All lines from the one with "[indicate] the sky" to the end need to be copied exactly, with nothing before them.
══ MATERIAL FOR THIS TASK
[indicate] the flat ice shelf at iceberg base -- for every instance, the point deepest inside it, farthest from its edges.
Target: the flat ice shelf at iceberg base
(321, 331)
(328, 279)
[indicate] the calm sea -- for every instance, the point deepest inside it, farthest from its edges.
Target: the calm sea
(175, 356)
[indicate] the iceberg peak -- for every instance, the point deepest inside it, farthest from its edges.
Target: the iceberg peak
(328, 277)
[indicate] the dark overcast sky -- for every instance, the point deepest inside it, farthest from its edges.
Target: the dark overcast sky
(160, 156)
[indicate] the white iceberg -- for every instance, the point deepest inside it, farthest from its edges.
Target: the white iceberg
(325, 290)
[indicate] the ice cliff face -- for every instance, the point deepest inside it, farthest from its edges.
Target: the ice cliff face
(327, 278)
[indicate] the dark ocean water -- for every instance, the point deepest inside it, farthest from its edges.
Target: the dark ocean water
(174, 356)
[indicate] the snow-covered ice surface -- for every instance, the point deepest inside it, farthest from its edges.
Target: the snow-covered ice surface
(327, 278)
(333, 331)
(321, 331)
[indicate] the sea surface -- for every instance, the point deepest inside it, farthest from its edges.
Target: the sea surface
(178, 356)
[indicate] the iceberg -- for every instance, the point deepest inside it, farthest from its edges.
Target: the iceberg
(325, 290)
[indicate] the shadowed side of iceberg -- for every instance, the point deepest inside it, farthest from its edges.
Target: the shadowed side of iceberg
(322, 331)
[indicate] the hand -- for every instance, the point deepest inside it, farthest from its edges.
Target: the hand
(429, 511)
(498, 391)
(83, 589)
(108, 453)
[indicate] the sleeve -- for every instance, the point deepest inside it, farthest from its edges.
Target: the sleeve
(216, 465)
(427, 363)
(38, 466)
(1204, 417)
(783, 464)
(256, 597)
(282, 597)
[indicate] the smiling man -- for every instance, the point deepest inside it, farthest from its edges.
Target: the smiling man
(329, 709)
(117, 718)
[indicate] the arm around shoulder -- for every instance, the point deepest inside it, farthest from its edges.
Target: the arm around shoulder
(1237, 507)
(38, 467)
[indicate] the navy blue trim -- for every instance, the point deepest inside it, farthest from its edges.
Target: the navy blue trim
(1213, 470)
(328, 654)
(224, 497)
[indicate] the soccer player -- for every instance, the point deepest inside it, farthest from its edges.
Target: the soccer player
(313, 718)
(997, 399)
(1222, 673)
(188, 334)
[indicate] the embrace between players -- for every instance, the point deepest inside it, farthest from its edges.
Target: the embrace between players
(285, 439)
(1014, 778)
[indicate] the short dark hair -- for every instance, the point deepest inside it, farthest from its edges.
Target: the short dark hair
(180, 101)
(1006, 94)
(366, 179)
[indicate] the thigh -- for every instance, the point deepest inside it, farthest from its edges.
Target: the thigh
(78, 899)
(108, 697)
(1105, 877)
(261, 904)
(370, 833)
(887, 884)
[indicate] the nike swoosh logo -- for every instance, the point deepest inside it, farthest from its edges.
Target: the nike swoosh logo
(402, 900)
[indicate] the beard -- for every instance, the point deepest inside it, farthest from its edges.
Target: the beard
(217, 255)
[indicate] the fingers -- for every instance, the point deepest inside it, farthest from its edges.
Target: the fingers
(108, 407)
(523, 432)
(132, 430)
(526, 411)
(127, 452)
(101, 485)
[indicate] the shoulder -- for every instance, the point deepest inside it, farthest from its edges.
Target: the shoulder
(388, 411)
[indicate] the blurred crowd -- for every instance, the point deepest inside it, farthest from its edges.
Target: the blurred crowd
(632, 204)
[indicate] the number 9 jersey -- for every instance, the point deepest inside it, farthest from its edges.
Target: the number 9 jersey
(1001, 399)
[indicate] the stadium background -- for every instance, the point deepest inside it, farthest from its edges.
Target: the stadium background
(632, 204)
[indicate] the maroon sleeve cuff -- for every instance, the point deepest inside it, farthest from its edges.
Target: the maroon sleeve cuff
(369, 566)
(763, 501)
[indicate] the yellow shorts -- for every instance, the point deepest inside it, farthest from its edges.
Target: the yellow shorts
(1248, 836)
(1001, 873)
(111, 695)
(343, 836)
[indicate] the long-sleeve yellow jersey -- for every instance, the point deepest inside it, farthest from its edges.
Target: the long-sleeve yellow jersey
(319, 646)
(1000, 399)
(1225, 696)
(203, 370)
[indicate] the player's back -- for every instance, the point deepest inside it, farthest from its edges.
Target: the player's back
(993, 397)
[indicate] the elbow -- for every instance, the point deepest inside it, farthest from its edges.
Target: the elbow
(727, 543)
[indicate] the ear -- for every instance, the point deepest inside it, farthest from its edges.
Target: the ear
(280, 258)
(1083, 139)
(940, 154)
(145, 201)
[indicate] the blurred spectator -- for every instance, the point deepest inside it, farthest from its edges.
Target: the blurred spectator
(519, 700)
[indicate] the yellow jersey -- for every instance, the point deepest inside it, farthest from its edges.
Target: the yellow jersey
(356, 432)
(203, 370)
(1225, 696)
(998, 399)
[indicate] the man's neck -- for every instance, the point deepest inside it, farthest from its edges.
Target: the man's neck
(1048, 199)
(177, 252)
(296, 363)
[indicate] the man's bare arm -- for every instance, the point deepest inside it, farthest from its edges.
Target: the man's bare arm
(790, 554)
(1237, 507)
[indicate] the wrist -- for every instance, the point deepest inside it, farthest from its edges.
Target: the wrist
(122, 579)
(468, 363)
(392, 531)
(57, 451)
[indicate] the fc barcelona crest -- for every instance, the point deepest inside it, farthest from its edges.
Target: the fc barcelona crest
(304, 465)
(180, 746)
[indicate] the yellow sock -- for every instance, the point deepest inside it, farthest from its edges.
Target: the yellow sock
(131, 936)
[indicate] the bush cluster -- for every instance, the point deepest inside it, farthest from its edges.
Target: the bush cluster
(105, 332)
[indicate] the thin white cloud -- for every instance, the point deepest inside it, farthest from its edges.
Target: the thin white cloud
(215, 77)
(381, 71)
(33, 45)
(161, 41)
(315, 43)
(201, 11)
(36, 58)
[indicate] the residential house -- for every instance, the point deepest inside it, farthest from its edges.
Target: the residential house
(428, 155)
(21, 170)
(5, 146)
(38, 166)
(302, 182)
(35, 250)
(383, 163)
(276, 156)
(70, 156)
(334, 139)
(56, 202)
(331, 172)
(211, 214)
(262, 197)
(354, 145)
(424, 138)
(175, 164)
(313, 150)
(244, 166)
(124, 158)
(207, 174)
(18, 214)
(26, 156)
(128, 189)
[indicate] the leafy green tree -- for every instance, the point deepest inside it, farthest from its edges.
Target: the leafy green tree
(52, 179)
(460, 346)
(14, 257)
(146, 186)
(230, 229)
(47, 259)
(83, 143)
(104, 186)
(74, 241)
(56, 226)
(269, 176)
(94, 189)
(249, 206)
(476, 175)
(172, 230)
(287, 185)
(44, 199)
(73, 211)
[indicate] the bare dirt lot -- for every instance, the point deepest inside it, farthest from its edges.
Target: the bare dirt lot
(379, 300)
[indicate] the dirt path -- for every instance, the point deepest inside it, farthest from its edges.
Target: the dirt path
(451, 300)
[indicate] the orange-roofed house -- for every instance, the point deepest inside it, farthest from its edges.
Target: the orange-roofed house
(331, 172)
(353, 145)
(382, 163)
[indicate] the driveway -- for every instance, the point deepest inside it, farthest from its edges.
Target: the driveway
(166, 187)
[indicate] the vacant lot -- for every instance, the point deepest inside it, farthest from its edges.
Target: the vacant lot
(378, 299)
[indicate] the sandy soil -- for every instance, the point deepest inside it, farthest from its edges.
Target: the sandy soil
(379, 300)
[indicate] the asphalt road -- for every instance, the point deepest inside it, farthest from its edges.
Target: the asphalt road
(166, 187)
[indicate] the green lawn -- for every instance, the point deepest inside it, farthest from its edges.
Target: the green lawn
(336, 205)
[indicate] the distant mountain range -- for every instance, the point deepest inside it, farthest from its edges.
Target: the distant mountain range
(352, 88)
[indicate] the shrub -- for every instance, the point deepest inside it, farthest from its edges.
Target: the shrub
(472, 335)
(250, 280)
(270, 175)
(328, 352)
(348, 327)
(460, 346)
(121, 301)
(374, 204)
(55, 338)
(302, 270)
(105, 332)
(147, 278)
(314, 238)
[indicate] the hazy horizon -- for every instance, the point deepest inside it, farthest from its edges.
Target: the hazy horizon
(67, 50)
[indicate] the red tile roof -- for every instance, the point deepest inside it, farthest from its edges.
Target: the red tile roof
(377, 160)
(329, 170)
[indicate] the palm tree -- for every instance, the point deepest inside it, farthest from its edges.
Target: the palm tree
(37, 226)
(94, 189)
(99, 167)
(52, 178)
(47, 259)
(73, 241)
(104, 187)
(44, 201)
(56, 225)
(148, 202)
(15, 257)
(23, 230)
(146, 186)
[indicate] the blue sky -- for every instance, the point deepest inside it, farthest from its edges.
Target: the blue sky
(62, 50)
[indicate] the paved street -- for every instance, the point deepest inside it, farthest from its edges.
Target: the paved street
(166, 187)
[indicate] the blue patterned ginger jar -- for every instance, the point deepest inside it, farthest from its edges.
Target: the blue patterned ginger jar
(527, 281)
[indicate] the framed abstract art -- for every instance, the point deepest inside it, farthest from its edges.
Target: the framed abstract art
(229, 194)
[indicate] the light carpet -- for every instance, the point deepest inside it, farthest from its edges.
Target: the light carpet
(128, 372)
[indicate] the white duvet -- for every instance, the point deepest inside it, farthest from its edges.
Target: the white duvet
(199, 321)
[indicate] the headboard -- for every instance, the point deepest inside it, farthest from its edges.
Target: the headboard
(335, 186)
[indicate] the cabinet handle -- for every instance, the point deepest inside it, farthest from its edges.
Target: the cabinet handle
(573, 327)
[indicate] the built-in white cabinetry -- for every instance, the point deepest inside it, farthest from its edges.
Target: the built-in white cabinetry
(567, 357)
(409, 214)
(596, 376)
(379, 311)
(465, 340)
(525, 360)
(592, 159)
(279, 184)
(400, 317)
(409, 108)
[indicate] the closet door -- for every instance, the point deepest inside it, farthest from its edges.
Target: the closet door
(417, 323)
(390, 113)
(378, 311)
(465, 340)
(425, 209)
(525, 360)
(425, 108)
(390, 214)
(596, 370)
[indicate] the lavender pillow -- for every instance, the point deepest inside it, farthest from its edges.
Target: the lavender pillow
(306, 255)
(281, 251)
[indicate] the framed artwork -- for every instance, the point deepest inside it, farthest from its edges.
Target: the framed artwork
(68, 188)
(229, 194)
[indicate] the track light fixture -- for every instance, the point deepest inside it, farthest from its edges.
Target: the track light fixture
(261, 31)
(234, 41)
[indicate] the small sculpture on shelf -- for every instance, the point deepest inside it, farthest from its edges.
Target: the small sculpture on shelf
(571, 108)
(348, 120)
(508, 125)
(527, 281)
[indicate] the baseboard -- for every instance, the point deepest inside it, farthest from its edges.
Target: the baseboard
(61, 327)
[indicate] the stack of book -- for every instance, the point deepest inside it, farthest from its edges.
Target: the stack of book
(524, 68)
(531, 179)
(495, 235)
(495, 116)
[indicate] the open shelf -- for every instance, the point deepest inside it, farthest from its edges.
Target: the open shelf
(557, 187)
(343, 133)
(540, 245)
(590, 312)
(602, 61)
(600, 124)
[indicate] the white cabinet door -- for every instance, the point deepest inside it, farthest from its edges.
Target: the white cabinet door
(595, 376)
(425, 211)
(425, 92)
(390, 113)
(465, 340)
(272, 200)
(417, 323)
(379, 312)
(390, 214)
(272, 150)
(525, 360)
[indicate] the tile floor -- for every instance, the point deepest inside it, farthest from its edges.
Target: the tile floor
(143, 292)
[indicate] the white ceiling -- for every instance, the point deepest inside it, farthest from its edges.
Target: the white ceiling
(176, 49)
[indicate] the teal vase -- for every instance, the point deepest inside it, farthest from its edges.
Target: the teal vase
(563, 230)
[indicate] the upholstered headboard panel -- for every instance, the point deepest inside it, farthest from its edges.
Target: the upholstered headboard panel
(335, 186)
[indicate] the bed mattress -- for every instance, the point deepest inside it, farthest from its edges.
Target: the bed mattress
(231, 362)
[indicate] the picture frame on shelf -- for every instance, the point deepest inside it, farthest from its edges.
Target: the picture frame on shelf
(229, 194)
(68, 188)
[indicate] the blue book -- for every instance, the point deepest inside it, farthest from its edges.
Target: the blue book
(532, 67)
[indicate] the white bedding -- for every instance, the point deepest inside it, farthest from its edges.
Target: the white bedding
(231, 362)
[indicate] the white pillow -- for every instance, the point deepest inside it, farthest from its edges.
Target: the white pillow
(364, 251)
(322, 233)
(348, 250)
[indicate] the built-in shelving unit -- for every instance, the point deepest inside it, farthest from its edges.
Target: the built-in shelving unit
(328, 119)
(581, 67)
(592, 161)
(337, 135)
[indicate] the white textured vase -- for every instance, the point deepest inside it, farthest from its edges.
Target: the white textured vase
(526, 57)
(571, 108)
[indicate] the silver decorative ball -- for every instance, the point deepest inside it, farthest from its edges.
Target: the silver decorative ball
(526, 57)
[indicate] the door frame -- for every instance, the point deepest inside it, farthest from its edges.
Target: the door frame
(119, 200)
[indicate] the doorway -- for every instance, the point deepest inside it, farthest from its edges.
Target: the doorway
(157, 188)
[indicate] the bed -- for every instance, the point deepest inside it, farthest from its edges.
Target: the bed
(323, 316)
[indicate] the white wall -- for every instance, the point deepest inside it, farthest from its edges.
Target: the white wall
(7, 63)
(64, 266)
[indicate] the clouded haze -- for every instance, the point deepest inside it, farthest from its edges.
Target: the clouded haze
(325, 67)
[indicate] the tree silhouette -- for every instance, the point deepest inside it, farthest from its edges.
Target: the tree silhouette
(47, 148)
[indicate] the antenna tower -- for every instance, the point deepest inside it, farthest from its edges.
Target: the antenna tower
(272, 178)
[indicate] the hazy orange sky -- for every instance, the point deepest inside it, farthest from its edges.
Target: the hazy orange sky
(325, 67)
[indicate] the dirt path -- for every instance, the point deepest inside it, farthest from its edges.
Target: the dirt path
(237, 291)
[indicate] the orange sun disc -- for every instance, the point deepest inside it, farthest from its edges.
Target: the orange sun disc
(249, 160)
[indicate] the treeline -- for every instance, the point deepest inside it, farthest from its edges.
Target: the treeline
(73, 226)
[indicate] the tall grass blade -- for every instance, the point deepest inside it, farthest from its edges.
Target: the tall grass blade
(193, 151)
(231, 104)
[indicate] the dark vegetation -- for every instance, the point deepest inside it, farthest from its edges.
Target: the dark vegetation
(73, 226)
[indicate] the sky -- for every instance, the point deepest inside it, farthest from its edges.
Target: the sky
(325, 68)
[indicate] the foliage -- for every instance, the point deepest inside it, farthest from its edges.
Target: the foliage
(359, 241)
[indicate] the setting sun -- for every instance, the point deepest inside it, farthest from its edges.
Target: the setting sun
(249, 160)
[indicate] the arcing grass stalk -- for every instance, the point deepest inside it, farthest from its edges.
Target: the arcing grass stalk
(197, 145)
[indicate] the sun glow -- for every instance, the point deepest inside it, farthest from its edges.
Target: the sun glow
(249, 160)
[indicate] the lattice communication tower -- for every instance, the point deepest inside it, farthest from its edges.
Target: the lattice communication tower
════
## RESPONSE BELOW
[indicate] the sky -- for every instance, the point deepest inside it, farthest from its edges.
Target: the sky
(325, 68)
[indicate] the foliage -- for every instance, the point deepest inside it, farthest from its edges.
Target: the foliage
(359, 241)
[indicate] the setting sun -- for every instance, the point deepest inside it, farthest from its edges.
Target: the setting sun
(249, 160)
[indicate] the arcing grass stalk -- for every instance, the point deepest inside it, farthest from its edges.
Target: the arcing grass stalk
(197, 145)
[indicate] the sun glow -- for every instance, the point deepest inside it, farthest from its edges.
Target: the sun glow
(249, 160)
[indicate] the lattice communication tower -- for every instance, the point deepest inside it, farthest from its edges.
Target: the lattice communication tower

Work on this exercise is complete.